Your objective => Quote the line containing "Please identify the boat" and all lines that follow it in the listing below, exactly as written.

Information given =>
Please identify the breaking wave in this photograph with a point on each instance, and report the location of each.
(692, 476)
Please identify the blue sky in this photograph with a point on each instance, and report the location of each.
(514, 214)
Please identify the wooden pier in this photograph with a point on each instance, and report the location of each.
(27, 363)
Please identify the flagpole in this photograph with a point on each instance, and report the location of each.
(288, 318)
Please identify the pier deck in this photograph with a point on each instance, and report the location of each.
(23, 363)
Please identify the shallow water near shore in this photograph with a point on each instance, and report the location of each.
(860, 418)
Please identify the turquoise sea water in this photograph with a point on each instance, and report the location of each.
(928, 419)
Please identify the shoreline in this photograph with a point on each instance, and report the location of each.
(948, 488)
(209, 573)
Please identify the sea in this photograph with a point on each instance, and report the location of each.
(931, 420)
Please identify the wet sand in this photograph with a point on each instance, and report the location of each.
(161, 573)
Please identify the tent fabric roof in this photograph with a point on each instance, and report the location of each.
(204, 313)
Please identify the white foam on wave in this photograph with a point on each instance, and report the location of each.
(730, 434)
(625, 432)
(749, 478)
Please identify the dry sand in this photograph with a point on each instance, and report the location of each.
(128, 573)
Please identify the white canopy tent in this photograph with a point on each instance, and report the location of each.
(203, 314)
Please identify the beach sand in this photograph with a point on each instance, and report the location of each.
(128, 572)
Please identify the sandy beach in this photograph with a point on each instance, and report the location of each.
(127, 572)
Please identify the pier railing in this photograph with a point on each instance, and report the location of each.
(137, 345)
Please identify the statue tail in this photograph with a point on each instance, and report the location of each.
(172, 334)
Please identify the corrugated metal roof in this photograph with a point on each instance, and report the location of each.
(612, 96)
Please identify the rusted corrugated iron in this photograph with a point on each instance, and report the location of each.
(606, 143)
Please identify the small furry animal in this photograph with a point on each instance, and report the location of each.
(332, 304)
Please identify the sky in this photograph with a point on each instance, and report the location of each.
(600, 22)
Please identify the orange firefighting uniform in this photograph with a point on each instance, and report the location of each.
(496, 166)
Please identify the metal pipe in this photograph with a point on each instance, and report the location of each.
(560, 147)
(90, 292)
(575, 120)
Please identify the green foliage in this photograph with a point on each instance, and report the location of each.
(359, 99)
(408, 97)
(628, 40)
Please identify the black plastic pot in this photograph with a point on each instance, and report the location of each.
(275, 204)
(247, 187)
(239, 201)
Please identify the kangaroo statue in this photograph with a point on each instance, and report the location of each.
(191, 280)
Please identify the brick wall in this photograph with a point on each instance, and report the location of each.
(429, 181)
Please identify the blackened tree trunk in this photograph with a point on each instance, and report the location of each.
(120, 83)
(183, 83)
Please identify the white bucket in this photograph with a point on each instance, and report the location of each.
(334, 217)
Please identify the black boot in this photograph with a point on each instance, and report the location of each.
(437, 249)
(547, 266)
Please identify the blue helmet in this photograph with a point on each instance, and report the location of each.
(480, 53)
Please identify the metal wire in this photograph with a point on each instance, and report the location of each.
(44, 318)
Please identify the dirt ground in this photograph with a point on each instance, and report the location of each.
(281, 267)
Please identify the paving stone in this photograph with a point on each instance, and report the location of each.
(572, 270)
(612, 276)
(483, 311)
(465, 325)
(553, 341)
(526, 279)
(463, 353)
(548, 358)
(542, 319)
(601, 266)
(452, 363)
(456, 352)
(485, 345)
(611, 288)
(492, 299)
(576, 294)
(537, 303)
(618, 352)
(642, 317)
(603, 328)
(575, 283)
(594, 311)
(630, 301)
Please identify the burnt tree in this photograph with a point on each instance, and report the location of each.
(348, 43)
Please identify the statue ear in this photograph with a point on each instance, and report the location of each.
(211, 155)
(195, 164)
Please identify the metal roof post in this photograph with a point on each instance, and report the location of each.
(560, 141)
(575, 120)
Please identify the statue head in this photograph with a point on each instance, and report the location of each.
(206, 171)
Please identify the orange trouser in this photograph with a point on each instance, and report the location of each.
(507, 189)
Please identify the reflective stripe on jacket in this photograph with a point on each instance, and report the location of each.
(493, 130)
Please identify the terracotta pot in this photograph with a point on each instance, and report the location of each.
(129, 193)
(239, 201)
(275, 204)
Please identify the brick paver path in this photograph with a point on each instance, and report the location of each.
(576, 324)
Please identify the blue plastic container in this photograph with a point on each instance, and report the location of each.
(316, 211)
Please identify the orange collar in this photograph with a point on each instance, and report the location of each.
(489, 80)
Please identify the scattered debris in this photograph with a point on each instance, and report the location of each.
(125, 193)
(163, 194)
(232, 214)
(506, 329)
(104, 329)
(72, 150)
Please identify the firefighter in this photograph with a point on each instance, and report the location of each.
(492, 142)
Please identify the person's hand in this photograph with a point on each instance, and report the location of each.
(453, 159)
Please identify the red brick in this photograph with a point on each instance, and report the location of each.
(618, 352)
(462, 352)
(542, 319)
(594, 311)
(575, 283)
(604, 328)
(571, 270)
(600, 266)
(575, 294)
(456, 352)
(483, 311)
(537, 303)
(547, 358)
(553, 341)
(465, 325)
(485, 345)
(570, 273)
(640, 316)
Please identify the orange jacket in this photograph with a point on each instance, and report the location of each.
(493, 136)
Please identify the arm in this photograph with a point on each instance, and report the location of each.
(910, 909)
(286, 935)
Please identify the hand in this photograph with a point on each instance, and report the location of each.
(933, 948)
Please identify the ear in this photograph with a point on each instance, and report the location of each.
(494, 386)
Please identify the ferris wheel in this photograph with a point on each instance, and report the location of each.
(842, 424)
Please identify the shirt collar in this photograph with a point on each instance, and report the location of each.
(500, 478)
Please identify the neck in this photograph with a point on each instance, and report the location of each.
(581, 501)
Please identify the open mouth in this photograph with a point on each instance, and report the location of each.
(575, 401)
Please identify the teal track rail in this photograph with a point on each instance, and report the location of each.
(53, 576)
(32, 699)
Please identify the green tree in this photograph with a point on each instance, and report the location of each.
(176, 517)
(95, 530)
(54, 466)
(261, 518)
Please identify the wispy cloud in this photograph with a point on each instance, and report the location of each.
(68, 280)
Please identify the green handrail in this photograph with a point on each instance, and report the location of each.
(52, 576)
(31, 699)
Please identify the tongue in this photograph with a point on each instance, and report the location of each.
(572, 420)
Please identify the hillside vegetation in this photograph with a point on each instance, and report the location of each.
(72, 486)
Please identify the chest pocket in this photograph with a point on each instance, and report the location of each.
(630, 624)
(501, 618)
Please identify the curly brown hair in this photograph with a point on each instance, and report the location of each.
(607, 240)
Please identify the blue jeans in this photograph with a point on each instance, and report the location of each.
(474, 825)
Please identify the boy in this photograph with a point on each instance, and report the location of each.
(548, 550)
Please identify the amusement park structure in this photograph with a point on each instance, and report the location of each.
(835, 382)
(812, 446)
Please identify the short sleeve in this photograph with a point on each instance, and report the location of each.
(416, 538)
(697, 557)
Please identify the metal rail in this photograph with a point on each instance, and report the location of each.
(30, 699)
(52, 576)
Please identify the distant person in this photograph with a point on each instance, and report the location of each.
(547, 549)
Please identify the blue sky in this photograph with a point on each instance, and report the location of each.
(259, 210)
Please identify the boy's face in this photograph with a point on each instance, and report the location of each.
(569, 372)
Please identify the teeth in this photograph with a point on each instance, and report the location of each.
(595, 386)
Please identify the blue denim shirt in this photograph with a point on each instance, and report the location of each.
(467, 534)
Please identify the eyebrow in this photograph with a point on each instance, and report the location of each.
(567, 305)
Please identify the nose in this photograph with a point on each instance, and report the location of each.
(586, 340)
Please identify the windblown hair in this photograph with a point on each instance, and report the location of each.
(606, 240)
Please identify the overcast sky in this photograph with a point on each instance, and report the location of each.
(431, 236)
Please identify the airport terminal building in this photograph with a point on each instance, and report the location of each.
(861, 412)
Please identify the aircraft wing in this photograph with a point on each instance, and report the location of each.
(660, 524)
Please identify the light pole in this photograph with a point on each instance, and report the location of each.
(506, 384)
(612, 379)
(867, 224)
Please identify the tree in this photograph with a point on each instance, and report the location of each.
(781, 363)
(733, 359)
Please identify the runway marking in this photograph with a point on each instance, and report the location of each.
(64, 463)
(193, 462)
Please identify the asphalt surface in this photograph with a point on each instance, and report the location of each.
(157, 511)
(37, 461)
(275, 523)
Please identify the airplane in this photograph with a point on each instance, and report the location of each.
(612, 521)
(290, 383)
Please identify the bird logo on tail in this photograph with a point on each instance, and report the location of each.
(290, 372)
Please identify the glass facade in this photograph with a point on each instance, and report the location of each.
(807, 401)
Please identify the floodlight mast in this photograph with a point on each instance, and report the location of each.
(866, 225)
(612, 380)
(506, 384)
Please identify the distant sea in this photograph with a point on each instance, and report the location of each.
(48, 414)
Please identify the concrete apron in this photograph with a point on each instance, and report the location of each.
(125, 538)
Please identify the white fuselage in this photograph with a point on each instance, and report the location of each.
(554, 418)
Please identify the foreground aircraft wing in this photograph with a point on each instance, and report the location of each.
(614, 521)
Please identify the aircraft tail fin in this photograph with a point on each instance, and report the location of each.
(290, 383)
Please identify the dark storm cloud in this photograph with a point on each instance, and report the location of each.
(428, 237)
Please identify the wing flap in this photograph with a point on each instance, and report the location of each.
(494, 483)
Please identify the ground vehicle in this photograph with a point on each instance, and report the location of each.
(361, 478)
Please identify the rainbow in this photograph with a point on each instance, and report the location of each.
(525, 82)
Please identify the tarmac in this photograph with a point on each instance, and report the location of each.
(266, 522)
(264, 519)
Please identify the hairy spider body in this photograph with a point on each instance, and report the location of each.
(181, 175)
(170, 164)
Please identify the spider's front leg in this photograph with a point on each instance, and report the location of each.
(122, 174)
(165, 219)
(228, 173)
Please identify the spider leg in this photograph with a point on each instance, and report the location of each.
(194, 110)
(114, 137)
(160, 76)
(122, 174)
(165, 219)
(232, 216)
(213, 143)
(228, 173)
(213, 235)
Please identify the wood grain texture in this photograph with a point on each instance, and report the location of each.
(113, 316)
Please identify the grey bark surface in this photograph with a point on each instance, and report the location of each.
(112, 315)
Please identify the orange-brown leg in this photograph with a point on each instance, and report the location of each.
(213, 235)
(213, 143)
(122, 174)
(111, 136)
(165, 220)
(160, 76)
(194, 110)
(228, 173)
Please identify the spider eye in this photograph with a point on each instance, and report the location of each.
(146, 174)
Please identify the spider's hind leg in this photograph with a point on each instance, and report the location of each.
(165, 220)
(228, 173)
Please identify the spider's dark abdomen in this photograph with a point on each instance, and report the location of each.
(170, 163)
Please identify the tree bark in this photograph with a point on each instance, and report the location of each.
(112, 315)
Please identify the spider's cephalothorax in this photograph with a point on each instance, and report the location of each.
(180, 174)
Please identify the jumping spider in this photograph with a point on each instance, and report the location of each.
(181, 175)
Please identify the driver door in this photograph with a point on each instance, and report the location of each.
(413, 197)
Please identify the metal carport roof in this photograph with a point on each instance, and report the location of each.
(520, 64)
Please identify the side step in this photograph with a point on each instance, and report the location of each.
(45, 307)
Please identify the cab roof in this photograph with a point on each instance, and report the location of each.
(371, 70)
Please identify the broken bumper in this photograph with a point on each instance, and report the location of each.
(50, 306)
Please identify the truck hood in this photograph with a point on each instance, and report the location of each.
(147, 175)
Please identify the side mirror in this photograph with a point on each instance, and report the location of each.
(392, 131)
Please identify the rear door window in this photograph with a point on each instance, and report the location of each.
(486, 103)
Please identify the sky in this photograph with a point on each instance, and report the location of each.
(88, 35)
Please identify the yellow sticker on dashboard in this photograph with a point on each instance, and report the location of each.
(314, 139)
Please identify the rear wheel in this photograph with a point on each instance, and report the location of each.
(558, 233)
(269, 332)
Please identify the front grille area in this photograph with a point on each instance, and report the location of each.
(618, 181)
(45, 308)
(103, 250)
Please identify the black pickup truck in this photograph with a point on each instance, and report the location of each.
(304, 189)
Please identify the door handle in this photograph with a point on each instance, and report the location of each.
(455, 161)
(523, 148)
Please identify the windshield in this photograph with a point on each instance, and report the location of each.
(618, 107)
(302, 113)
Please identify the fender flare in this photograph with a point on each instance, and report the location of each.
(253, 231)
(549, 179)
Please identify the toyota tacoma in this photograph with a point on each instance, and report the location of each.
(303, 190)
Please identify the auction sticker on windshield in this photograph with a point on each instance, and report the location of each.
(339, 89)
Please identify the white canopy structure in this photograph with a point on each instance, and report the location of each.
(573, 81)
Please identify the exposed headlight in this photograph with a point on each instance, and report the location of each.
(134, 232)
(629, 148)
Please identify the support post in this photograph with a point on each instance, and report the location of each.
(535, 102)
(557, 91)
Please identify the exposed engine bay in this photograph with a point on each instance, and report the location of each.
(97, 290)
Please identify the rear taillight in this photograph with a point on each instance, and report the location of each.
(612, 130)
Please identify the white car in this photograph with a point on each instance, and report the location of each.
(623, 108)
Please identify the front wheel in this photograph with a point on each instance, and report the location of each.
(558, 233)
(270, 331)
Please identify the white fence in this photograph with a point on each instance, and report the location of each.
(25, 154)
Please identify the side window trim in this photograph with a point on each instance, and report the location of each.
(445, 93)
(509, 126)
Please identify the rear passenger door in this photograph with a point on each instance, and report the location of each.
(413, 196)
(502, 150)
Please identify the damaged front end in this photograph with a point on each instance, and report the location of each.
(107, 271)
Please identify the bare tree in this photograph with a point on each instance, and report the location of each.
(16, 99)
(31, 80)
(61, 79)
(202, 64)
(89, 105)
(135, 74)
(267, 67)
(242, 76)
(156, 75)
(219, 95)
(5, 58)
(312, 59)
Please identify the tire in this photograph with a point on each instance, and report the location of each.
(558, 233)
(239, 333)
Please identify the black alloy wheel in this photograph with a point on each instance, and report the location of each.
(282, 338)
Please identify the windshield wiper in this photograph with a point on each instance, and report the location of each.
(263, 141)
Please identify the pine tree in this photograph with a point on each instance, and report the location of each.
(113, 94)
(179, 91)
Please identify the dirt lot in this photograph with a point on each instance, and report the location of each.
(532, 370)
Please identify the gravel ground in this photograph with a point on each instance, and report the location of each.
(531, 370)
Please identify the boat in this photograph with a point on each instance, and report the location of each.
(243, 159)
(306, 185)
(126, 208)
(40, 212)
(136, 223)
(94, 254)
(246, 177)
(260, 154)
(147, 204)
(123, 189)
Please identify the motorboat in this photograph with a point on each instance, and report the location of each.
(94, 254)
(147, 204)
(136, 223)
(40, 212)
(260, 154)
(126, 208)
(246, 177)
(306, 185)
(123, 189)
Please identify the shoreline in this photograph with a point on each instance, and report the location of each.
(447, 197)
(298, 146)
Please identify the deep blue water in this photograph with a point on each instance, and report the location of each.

Result =>
Please identify the boat in this photograph with a point on each instance, and report the location of each.
(243, 159)
(306, 185)
(126, 208)
(40, 212)
(136, 223)
(94, 254)
(246, 177)
(260, 154)
(147, 204)
(123, 189)
Please identify the motorboat in this photograph with a point on each instance, and report the location of each.
(94, 254)
(147, 204)
(136, 223)
(40, 212)
(260, 154)
(126, 208)
(246, 177)
(306, 185)
(123, 189)
Please identify the shoreline in this photograph with a point on each instance, and report the location of each.
(447, 197)
(298, 146)
Please identify the deep blue water in this photograph with a point on each instance, and report the location of each.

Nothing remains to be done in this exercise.